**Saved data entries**
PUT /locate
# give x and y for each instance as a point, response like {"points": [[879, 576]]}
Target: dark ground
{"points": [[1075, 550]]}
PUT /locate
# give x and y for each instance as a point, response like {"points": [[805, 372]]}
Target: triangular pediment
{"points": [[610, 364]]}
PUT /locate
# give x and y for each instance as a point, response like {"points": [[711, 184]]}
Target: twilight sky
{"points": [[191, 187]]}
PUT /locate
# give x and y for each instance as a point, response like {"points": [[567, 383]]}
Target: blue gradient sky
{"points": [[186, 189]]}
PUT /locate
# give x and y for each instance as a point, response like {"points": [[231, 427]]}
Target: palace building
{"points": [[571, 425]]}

**Your goal**
Give an exact transcription of the data shown above.

**Solution for this exercise**
PUT /locate
# give x and y for each instance as a point, response like {"points": [[879, 576]]}
Target: dark ground
{"points": [[1075, 550]]}
PUT /locate
# give x and y for each instance as a point, response like {"points": [[805, 372]]}
Target: triangular pediment
{"points": [[610, 364]]}
PUT /locate
# give x and y for each instance as a point, response like {"points": [[711, 184]]}
Target: twilight sky
{"points": [[191, 187]]}
PUT /locate
# give x and y for each instance as a point, response like {"points": [[567, 383]]}
Target: blue gradient sky
{"points": [[186, 189]]}
PUT /locate
# give x and y for each instance as a point, response like {"points": [[231, 427]]}
Target: palace building
{"points": [[571, 425]]}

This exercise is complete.